• [Ejercicio A] Según el fragmento sobre Moravia, ¿qué premio ganó en 1952 y con qué obra?
• [Ejercicio B] Continúa el fragmento sobre Moravia a partir de su última oración.

• [Fragmento de página]
====
En 1941 se casó con la también escritora Elsa Morante. Ambos vivieron en Capri, donde Moravia escribió Agostino. Tras el Armisticio del 8 de septiembre de 1943, Moravia y Morante se refugiaron en Fondi, en los límites de Ciociaria; esta experiencia le sirvió de inspiración para una de sus novelas más famosas, titulada precisamente La ciociara, esto es, "la mujer de Ciociaria" (1958). Las primeras páginas sobre la retórica política de entonces las redactó en 1944, pero el cuerpo de la obra lo desarrolló trece años después, en un momento de crisis como narrador. Describe la difícil y desesperada realidad italiana en la Segunda guerra Mundial.
Con el anuncio de la Resistencia italiana vuelve a Roma; escribe para la prensa, colabora con Corrado Alvaro en Il Popolo di Roma, Il Mondo, Europeo y sobre todo en el Corriere della Sera donde seguirá con sus reportajes, críticas y relatos hasta su muerte.
Tras la guerra, su fortuna literaria no hizo sino crecer. Escribió novelas tan famosas como La romana (1947), La desobediencia (1948), El amor conyugal (1949) y El conformista (1951).
En 1952 ganó el Premio Strega por I Racconti, y sus novelas comenzaron a traducirse a otros idiomas. Ese mismo año Mario Soldati adaptó al cine La provinciale. En 1954, Luigi Zampa dirigió La romana y en 1955 Gianni Franciolini llevó al cine I racconti romani (con los que Moravia había ganado el Premio Marzotto). En 1960, con la publicación de El tedio, logró el premio Viareggio.
En 1953, Moravia fundó la importante revista literaria Nuovi Argomenti (uno de los editores en los que confió la revista fue su amigo Pier Paolo Pasolini). En los años 50, escribió prólogos para distintas obras, como los 100 sonetos de Belli, la novela Paolo il Caldo de Vitaliano Brancati o los Paseos por Roma de Stendhal. A partir de 1957, hizo críticas cinematográficas para la revista mensual L'Espresso: estas críticas fueron recogidas en Al Cinema (1975).
====
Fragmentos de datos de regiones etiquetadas
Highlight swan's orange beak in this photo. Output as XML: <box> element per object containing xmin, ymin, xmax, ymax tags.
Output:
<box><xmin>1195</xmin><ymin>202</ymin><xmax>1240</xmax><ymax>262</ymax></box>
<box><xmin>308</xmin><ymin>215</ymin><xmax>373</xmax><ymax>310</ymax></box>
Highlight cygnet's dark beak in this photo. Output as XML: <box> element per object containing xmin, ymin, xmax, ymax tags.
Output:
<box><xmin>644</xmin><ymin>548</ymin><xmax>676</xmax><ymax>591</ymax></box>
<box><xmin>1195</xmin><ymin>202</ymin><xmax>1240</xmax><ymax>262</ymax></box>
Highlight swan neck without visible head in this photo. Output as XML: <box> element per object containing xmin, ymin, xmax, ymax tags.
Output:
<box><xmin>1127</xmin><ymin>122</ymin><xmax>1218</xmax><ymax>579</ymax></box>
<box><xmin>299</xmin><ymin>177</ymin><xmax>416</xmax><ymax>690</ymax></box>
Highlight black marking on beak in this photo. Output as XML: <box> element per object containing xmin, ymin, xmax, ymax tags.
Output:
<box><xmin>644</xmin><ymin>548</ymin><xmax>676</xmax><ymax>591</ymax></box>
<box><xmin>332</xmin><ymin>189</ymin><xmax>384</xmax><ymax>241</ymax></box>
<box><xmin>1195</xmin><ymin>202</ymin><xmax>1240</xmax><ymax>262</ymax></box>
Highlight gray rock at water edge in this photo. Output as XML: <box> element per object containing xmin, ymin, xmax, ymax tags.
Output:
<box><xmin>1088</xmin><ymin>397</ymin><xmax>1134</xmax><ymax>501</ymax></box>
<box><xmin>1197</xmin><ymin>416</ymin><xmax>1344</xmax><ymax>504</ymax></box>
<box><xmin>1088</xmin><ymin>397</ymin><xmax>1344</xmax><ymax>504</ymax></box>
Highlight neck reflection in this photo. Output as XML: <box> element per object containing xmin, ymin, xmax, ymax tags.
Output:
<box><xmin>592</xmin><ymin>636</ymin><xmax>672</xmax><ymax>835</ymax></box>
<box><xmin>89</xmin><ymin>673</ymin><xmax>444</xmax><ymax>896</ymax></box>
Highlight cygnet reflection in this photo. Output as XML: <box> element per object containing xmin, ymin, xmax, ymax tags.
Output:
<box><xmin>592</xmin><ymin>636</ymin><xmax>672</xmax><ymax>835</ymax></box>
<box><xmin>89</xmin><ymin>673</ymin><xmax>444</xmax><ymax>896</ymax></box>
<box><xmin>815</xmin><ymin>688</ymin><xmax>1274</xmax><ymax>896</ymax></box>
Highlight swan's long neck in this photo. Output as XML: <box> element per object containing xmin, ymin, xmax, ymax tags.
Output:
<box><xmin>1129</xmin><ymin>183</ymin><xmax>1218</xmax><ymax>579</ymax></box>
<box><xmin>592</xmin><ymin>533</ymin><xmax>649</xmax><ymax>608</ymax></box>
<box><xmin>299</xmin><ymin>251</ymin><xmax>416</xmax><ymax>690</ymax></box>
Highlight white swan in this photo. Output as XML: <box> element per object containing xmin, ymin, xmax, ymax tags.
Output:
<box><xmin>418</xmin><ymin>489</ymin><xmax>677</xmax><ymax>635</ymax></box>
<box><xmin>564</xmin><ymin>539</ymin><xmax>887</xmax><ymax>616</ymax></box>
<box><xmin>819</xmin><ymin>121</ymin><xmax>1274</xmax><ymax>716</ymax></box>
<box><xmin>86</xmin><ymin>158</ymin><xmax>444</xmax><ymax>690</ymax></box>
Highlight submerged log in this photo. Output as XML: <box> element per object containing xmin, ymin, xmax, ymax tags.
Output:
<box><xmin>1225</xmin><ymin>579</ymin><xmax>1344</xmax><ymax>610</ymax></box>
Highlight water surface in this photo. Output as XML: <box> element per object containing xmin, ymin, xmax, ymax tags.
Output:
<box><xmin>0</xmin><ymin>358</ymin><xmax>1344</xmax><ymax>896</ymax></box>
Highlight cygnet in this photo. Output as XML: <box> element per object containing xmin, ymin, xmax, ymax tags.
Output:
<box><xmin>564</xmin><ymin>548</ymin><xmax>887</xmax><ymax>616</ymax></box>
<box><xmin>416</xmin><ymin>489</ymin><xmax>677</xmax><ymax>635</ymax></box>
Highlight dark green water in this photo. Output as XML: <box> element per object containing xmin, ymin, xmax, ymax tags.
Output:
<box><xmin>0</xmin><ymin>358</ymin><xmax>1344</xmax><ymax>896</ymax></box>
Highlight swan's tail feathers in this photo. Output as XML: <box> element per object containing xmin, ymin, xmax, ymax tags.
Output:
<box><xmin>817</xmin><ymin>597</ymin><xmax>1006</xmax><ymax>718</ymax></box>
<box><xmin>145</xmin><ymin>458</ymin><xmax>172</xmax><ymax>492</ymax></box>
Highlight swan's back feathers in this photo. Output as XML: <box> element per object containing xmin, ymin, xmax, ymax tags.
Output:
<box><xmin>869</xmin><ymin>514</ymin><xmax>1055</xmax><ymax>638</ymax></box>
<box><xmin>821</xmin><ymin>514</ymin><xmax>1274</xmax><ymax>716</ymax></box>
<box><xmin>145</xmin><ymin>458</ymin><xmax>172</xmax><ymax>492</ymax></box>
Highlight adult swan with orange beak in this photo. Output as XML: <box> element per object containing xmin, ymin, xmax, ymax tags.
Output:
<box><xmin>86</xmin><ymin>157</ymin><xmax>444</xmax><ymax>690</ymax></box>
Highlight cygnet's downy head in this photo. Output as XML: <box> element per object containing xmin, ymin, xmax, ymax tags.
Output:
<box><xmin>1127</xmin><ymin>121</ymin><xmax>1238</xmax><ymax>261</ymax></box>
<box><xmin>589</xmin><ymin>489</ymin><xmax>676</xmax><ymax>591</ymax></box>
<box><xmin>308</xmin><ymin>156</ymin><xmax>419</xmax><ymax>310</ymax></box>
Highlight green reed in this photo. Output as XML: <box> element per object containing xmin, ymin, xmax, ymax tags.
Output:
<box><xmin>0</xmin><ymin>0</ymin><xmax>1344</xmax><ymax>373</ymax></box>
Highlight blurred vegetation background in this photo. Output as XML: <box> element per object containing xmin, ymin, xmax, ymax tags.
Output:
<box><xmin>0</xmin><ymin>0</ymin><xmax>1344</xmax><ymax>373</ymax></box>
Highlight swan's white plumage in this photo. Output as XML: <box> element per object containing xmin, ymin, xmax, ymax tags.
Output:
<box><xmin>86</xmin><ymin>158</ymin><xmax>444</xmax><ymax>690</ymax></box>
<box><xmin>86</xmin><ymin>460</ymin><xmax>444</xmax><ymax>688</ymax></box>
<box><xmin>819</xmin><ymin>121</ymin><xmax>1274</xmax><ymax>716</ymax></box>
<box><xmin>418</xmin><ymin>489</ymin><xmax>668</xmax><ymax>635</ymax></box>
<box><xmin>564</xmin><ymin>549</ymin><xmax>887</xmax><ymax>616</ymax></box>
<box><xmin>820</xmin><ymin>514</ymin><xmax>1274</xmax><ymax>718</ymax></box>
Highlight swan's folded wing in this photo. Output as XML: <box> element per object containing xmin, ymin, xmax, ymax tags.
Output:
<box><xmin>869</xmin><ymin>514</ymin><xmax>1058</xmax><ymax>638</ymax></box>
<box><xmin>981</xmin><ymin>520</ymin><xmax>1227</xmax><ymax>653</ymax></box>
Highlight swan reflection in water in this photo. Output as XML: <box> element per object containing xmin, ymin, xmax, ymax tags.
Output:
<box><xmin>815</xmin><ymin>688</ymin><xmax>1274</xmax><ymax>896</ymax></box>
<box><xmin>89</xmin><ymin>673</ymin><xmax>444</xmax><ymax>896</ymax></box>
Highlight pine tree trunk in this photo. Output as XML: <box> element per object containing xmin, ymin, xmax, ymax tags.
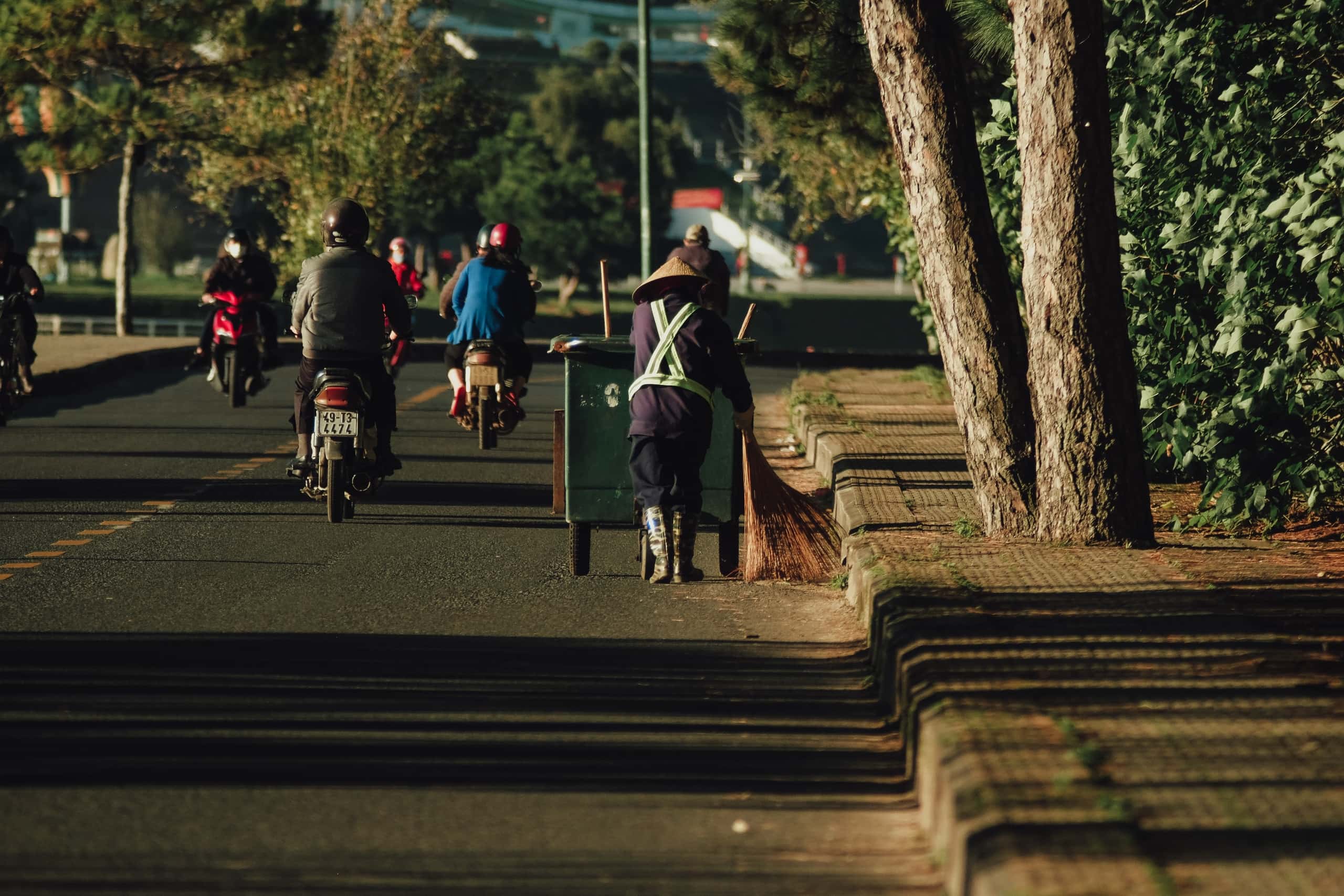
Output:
<box><xmin>1013</xmin><ymin>0</ymin><xmax>1153</xmax><ymax>543</ymax></box>
<box><xmin>860</xmin><ymin>0</ymin><xmax>1035</xmax><ymax>535</ymax></box>
<box><xmin>117</xmin><ymin>135</ymin><xmax>137</xmax><ymax>336</ymax></box>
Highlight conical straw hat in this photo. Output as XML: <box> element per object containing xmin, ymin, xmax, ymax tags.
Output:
<box><xmin>634</xmin><ymin>258</ymin><xmax>710</xmax><ymax>302</ymax></box>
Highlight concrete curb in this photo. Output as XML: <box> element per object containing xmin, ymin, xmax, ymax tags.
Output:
<box><xmin>34</xmin><ymin>345</ymin><xmax>198</xmax><ymax>398</ymax></box>
<box><xmin>792</xmin><ymin>406</ymin><xmax>1164</xmax><ymax>896</ymax></box>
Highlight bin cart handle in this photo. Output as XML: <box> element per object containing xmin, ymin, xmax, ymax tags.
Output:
<box><xmin>738</xmin><ymin>302</ymin><xmax>755</xmax><ymax>339</ymax></box>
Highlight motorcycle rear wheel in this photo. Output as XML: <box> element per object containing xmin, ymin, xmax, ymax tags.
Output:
<box><xmin>476</xmin><ymin>385</ymin><xmax>499</xmax><ymax>451</ymax></box>
<box><xmin>327</xmin><ymin>457</ymin><xmax>345</xmax><ymax>523</ymax></box>
<box><xmin>225</xmin><ymin>349</ymin><xmax>247</xmax><ymax>407</ymax></box>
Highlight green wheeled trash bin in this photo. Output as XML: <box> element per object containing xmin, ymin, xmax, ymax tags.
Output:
<box><xmin>551</xmin><ymin>336</ymin><xmax>755</xmax><ymax>576</ymax></box>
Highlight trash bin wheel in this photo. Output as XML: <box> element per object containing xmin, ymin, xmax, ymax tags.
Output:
<box><xmin>570</xmin><ymin>523</ymin><xmax>593</xmax><ymax>575</ymax></box>
<box><xmin>719</xmin><ymin>520</ymin><xmax>742</xmax><ymax>575</ymax></box>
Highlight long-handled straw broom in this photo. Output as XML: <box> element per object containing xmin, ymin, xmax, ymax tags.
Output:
<box><xmin>738</xmin><ymin>305</ymin><xmax>840</xmax><ymax>582</ymax></box>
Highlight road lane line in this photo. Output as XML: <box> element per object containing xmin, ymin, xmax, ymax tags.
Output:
<box><xmin>396</xmin><ymin>383</ymin><xmax>450</xmax><ymax>408</ymax></box>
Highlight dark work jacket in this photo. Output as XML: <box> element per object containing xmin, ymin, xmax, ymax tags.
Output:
<box><xmin>0</xmin><ymin>252</ymin><xmax>46</xmax><ymax>302</ymax></box>
<box><xmin>668</xmin><ymin>243</ymin><xmax>731</xmax><ymax>317</ymax></box>
<box><xmin>629</xmin><ymin>293</ymin><xmax>751</xmax><ymax>438</ymax></box>
<box><xmin>293</xmin><ymin>246</ymin><xmax>411</xmax><ymax>357</ymax></box>
<box><xmin>206</xmin><ymin>252</ymin><xmax>276</xmax><ymax>302</ymax></box>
====
• [Respuesta A] El Premio Strega, con I Racconti.

• [Respuesta B]
Se separó de Morante en 1962. Y se fue a vivir con la joven escritora Dacia Maraini. En 1962 se realiza el film, de Mauro Bolognini, Agostino e la perdita dell'innocenza, y en 1963 El desprecio por Jean-Luc Godard, La noia por Damiano Damiani, y en 1964 Gli indifferenti por Francesco Maselli.
Viajó a la URSS en los ochenta, en apoyo de la apertura. Y fue a Hiroshima en 1982, escribió sus experiencias ante sus efectos. Representó a Italia ante el Parlamento Europeo desde 1984 hasta su muerte.
Se casó en 1986 con Carmen Llera. Se le encontró muerto en su domicilio en 1990. En ese año salió la autobiografía, escrita con Alain Elkann, Vita di Moravia, editada por Bompiani.
Su obra literaria se caracteriza por una crítica frontal a la sociedad europea del siglo XX: hipócrita, hedonista y acomodaticia. Se caracteriza por un estilo austero y realista, presente ya en su primera novela, Los indiferentes (1929), que le hizo saltar a la fama en Italia. En sus escritos son recurrentes el impulso sexual, la alienación del individuo y el existencialismo.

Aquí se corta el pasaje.